The 13th Store: Taking a Proven Retail Model Online

Challenge

A CBD liquor group with 12 stores and around $30 million in annual revenue had a strong in-store operation built on convenience and premium locations, but no way to extend that model online.

Their website was outdated, had no e-commerce capability, and the brand lacked a clear digital presence.

While the business was performing well locally, it couldn’t serve customers beyond its physical stores or translate its convenience promise into the digital space.

The business owners knew the market was shifting. Customers expected delivery choice, and competitors were starting to move online. The company needed to modernise without losing the operational efficiency and margin control that made it successful.

Approach

RTHK was engaged to design and deliver a fully integrated e-commerce platform that reflected how the business actually worked - fast, local, and reliable.

  • We began by defining the company’s brand DNA through workshops that clarified its story: a convenience-driven retailer with unique products and higher-margin locations. This shaped the digital experience and guided every technical decision that followed.

  • Implemented BigCommerce, integrated directly with the existing POS for real-time sales and inventory data.

  • Built out more than 2,000 product records with images, descriptions, and compliance details (ABV, volume, packaging).

  • Developed complex delivery logic mirroring the in-store convenience model (Now, Scheduled, Next-Day, and Standard options.)

  • Integrated DRIP marketing automation for segmentation and retention.

  • Established governed social channels and customer communication flows.

The most challenging aspect was the POS integration — synchronising data between store and site so that online transactions instantly updated in-store inventory, eliminating double handling and operational lag. 

Outcome

The result was a seamless, multi-channel retail environment that extended the brand’s local dominance into national reach.

Customers could now buy online with flexible delivery options — from 30-minute local drop-offs to Australia-wide shipping.

Sales moved north and stayed there, creating a thirteenth store — a digital one — that carried the same personality, range, and service as the physical network. 

Suppliers took notice, customers stayed longer, and the industry recognised a small family-run business that had managed to live its worth. Combining brand, operations, and convenience into one coherent, modern system.

→ **The task**:
Check each statement below against the case study above about taking a liquor group online: (a) The group had 12 stores before the project. (b) The online store was built on Shopify. (c) The delivery logic was the most challenging part of the work. For each, answer yes or no and quote the words from the case study that decide it.

→ **Collected material**:
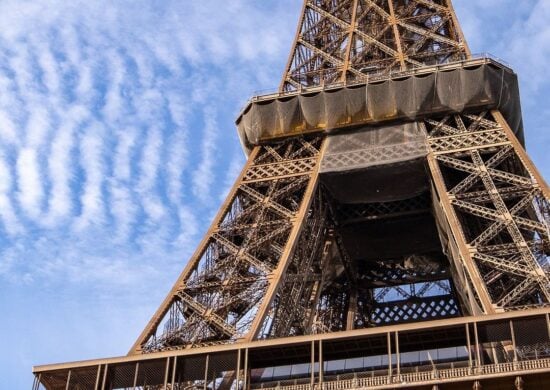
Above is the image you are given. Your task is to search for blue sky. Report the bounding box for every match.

→ **Solution to this problem**:
(a) Yes: "A CBD liquor group with 12 stores"
(b) No: "Implemented BigCommerce"
(c) No: "The most challenging aspect was the POS integration"